6.1. Denormalized tuple data

  • If two tables are related, a DBMS can “pre-join” them so that the tables are on the same page.
  • The read is faster since only one page is required to load, but the write is more expensive since a tuple needs more space (not free lunch in DB system!).

7. Data representation

  • A data representation scheme specifies how a DBMS stores the bytes of a tuple.
  • Tuples can be word-aligned via padding or attribute reordering to make sure the CPU can access a tuple without unexpected behavior.
  • 5 high level data types stored in a tuple: integer, variable-precision numbers, fixed-point precision numbers, variable length values, dates/times.

7.1. Integers

  • Fixed length, usually stored using the DBMS native C/C++ types.
  • E.g., INTEGER.

7.2. Variable precision numbers

  • Inexact, variable-precision numeric types; fast than arbitrary precision numbers.
  • Could have rounding errors.
  • E.g., REAL.

7.3. Fixed-point precision numbers

  • Arbitrary precision data type stored in exact, variable-length binary representation (almost like a string) with additional meta-data (e.g., length, decimal position).

Problems to work on
a) Repeat the passage of the database storage notes starting at "6.1. Denormalized tuple" and ending at "without unexpected behavior.".
b) Pick up the notes on database tuple storage after their final sentence and continue them.

Provided material
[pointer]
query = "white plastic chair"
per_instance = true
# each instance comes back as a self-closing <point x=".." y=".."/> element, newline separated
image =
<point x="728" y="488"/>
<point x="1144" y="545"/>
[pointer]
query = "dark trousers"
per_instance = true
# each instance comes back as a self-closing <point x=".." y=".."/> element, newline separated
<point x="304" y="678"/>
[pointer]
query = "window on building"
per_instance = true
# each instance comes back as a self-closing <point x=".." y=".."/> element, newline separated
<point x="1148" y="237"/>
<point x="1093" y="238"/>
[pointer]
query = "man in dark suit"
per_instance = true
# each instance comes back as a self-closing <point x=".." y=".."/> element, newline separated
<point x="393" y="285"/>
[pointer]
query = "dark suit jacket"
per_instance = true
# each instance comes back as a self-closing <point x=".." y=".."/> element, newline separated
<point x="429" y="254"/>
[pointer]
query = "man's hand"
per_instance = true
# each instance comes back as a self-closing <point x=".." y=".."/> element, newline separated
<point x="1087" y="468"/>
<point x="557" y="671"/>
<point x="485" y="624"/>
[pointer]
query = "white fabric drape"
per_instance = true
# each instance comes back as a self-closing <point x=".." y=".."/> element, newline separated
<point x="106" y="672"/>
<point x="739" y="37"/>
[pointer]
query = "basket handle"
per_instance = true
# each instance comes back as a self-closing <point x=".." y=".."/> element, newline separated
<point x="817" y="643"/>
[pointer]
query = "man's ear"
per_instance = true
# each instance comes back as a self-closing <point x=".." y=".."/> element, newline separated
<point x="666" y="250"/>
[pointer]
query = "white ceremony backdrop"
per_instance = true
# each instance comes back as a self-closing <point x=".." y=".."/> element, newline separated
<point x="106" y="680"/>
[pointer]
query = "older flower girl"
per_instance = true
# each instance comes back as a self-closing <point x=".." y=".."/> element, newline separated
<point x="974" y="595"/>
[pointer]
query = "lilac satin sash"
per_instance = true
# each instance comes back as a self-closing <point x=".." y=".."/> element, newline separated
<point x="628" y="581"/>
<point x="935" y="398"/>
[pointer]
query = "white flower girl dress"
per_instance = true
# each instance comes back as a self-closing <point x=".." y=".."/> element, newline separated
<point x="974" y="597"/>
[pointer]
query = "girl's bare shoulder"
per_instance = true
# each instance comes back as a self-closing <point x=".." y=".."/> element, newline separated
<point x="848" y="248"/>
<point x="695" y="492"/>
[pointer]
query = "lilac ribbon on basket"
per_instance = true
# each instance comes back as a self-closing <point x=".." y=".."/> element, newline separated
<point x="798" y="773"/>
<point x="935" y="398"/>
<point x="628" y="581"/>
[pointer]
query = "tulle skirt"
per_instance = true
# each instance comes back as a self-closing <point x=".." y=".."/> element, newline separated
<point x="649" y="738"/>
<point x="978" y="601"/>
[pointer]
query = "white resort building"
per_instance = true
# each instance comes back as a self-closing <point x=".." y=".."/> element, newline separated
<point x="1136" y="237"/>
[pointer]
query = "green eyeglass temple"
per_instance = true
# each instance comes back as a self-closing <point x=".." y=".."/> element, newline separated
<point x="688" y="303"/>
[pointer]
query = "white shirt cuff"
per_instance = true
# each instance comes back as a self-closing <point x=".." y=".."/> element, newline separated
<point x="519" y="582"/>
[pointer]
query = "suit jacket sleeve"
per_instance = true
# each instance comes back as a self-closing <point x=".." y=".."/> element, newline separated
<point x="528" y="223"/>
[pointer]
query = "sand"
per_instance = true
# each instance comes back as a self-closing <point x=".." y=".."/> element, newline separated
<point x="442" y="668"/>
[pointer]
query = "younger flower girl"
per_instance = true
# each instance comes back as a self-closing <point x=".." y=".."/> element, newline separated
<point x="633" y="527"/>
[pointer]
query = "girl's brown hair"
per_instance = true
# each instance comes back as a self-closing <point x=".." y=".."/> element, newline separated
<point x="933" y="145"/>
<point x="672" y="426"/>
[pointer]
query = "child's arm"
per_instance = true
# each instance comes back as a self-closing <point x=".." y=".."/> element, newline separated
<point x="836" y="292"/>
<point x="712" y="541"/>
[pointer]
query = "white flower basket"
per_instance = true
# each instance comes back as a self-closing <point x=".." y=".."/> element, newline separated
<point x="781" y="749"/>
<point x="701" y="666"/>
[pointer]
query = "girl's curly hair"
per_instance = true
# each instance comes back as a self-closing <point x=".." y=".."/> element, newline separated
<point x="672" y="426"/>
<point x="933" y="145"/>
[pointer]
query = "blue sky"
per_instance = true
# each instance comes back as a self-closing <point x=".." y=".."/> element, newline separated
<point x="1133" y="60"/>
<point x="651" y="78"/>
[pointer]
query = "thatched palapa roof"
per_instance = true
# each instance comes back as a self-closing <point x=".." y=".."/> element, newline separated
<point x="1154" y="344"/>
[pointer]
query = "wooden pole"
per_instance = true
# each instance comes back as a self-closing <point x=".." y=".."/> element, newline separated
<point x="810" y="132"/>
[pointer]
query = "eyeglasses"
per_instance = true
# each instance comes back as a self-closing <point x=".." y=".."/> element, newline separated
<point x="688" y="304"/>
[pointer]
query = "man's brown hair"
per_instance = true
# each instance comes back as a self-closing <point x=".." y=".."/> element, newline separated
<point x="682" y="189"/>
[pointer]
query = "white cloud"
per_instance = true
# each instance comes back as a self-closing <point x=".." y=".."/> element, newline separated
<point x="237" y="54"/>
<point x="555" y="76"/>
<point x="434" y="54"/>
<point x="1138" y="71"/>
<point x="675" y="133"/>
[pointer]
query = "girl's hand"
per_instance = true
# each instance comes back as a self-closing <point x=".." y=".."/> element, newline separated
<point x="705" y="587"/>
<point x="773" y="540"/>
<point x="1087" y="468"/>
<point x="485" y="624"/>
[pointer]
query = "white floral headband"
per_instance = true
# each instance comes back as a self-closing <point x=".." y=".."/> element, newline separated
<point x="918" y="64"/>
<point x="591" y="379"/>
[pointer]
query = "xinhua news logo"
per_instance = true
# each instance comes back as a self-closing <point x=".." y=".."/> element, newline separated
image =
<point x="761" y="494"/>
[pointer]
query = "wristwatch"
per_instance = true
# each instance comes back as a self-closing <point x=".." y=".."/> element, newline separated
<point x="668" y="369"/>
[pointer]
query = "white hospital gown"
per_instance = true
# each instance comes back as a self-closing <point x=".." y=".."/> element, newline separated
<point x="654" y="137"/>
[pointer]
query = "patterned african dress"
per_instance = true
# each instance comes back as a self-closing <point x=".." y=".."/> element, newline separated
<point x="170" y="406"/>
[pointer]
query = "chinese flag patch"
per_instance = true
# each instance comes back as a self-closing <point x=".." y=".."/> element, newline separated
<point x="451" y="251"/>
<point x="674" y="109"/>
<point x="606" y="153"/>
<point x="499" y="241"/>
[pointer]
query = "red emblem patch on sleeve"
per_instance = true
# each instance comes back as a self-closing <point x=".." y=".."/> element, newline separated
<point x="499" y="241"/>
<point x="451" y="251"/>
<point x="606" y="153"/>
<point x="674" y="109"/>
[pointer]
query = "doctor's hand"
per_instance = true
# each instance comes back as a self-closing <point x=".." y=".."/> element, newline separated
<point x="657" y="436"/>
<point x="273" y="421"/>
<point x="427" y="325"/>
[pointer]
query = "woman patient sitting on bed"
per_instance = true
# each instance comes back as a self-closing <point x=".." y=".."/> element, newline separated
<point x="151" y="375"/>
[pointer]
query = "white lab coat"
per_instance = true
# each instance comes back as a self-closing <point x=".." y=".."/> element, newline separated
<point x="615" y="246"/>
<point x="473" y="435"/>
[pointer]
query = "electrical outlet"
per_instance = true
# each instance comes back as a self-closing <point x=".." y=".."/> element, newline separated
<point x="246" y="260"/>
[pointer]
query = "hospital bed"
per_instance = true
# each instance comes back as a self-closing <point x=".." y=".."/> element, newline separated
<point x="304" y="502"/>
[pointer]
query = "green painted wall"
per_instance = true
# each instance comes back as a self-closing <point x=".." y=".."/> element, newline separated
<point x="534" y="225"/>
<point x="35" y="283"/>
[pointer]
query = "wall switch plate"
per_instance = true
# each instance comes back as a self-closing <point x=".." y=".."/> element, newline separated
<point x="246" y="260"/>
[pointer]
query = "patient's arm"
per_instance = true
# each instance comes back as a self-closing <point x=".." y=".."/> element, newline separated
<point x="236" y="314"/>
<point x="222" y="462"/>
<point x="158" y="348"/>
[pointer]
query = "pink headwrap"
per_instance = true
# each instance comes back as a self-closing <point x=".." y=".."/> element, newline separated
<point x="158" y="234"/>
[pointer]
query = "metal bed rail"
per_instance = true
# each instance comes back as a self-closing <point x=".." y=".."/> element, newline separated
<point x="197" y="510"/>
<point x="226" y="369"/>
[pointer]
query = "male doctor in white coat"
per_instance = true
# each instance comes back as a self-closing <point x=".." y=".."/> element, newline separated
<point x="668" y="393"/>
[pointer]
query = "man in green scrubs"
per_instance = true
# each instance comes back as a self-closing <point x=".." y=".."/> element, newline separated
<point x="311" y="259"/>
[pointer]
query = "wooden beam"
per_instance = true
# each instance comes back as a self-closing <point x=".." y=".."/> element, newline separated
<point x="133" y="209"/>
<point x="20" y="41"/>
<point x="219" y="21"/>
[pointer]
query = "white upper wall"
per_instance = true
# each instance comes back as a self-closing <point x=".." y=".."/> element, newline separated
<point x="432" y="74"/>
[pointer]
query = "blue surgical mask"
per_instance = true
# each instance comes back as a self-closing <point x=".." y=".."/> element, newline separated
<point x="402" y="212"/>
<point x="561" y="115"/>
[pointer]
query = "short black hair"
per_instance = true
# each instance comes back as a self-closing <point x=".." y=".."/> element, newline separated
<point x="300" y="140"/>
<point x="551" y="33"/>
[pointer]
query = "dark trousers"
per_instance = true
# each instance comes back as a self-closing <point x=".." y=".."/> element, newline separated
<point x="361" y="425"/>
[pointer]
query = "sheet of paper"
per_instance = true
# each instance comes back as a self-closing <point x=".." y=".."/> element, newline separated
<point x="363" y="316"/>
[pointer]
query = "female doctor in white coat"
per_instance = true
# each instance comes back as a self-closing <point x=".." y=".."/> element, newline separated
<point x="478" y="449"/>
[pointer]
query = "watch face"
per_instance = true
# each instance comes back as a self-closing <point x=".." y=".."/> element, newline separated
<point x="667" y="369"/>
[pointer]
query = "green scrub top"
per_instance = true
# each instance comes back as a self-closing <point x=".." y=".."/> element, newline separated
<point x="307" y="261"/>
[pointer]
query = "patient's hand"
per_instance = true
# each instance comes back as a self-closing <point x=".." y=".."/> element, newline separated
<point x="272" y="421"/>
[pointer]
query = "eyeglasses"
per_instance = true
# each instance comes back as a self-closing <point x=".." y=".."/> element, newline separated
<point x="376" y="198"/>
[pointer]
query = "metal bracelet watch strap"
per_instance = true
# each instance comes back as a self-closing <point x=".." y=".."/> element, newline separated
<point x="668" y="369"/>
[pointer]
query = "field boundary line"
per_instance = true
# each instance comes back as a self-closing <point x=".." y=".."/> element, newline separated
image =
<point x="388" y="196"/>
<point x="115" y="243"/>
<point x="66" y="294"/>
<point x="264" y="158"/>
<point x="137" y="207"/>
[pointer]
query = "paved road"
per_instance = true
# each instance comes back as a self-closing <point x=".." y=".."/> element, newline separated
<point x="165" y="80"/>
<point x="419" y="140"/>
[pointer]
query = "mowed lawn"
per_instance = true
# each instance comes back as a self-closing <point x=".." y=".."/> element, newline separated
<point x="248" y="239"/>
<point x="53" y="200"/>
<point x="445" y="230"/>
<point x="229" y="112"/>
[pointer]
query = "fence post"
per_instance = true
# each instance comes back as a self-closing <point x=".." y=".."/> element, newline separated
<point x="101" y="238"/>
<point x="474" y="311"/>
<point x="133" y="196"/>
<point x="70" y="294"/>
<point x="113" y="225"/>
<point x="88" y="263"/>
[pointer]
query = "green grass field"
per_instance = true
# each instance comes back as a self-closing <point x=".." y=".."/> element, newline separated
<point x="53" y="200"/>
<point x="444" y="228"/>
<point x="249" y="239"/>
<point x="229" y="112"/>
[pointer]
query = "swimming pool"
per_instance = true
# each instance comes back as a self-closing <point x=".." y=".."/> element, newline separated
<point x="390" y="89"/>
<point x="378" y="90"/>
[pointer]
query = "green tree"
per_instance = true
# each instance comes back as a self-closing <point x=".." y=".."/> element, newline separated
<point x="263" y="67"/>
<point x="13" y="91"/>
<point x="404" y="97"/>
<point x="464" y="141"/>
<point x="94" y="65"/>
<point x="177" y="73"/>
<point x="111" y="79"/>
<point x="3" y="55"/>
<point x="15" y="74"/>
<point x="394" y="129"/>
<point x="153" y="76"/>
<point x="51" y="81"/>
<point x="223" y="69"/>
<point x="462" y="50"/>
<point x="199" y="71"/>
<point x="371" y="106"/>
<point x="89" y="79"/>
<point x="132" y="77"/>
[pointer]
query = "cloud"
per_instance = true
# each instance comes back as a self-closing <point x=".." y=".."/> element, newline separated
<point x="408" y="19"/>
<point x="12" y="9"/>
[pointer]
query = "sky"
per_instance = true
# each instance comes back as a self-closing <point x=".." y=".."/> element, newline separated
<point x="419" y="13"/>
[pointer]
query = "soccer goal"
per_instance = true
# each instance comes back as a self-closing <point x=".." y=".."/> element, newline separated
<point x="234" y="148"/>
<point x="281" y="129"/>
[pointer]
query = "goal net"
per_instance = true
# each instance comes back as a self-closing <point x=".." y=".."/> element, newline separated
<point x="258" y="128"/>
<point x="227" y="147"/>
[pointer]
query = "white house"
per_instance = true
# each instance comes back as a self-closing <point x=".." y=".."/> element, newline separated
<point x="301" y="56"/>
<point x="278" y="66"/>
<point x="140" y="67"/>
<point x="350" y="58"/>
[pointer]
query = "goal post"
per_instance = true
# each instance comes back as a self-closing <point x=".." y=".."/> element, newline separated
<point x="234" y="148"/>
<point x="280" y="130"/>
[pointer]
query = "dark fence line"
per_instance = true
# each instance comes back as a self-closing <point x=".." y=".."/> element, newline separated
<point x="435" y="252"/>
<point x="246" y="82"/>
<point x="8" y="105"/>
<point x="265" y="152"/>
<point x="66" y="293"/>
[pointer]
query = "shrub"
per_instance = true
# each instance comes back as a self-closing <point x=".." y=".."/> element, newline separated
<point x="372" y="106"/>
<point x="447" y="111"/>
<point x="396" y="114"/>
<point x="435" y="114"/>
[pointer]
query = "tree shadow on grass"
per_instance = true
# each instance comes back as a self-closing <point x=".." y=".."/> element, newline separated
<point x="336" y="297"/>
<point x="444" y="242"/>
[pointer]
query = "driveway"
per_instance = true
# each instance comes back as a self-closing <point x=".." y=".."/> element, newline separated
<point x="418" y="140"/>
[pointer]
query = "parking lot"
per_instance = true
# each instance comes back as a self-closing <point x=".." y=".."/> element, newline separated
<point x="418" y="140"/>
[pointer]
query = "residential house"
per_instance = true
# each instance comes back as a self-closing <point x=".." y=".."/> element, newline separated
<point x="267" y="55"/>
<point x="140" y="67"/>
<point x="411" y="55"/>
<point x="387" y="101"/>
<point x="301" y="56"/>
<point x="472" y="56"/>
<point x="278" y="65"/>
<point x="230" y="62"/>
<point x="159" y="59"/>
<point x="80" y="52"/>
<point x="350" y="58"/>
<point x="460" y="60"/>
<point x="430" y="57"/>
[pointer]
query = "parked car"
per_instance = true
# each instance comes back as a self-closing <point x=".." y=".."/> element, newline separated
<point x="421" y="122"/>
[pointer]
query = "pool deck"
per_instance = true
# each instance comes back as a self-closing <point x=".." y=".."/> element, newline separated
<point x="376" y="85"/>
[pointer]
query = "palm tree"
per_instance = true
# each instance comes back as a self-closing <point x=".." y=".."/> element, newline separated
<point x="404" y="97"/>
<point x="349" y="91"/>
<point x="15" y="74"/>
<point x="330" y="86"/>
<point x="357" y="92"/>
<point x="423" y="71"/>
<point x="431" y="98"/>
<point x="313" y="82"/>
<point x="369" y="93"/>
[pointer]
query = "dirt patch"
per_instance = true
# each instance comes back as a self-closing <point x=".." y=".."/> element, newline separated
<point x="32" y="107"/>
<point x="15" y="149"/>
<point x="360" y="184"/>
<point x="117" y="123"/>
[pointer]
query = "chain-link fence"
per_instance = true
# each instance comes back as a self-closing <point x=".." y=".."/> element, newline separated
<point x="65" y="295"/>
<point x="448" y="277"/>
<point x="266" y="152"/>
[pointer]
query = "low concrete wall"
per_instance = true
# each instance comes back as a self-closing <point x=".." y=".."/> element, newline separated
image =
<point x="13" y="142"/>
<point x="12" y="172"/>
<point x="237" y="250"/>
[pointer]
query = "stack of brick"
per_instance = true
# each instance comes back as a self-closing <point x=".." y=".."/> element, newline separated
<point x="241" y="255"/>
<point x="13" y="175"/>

Exercise responses
a)
6.1. Denormalized tuple data

  • If two tables are related, a DBMS can “pre-join” them so that the tables are on the same page.
  • The read is faster since only one page is required to load, but the write is more expensive since a tuple needs more space (not free lunch in DB system!).

7. Data representation

  • A data representation scheme specifies how a DBMS stores the bytes of a tuple.
  • Tuples can be word-aligned via padding or attribute reordering to make sure the CPU can access a tuple without unexpected behavior.

b)
  • E.g., DECIMAL.

7.4. Variable-length data

  • Represent data of arbitrary length, usually stored with a header to keep the track of the length and the checksum.
  • Overflowed data is stored on a special overflow page referenced by the tuple, the overflow page can also contain pointers to next overflow pages.
  • Some DBMS allows to store files (e.g., photos) externally, but the DBMS cannot modify them.
  • E.g., BLOB.

7.5. Dates/Times

  • Usually represented as unit time, e.g., micro/milli-seconds.
  • E.g., TIMESTAMP.

7.6. Null

  • 3 common approaches to represent nulls:
    • Most common: store a bitmap in a centralized header to specify which attributes are null.
    • Designate a value, e.g., INT32_MIN.
    • Not recommended: store a flag per attribute to mark a value is null; may need more bits to ensure word alignment.

8. System catalogs

  • A DBMS maintains an internal catalog table for the table meta-data, e.g., tables/columns, user permissions, table statistics.
  • Bootstrapped by special code.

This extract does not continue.